_YOUR TASK_: Wherever a line of the records contains "front", copy that line.

Segment Open

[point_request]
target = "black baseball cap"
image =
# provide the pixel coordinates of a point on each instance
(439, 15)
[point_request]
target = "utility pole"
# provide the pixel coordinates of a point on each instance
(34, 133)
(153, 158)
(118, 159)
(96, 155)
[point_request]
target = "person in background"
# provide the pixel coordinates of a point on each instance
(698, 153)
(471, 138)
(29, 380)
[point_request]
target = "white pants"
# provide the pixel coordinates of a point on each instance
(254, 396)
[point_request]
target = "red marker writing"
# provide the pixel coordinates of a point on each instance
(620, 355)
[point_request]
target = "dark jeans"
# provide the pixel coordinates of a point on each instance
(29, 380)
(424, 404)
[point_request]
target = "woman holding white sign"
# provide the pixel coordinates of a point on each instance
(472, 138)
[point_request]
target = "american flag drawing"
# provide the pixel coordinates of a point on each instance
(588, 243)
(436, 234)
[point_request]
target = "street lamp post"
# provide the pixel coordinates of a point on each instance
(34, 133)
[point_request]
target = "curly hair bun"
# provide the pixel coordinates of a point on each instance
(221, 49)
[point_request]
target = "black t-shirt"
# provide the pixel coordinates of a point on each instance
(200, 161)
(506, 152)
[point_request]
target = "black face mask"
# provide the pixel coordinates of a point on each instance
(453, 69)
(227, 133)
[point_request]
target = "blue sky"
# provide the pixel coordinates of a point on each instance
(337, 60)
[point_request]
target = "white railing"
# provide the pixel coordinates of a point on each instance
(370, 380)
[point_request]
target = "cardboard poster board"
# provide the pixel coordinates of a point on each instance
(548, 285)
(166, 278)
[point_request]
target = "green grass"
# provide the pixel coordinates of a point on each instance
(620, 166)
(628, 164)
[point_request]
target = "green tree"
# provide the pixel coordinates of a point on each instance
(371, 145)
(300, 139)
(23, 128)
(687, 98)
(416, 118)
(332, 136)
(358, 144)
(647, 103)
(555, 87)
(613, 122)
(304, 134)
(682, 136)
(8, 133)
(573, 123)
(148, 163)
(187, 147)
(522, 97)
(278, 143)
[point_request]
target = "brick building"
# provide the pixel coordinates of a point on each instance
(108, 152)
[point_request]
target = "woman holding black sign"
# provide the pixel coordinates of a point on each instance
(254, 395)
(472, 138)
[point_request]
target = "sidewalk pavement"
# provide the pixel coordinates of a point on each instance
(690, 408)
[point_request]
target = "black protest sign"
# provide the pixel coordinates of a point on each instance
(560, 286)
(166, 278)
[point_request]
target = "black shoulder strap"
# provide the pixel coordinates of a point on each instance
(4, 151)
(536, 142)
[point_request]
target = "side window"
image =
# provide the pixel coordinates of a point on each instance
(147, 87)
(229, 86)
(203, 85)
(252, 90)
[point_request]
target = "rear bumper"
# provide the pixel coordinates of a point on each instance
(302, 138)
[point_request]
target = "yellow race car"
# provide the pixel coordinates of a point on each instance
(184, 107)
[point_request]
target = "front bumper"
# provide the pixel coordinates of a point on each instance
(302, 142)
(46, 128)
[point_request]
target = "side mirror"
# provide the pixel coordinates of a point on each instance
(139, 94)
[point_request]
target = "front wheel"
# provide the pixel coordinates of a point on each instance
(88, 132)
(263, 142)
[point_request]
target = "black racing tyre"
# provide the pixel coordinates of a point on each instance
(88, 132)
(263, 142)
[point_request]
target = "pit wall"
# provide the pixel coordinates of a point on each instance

Segment Closed

_EXERCISE OUTPUT_:
target = "front bumper"
target = "front wheel"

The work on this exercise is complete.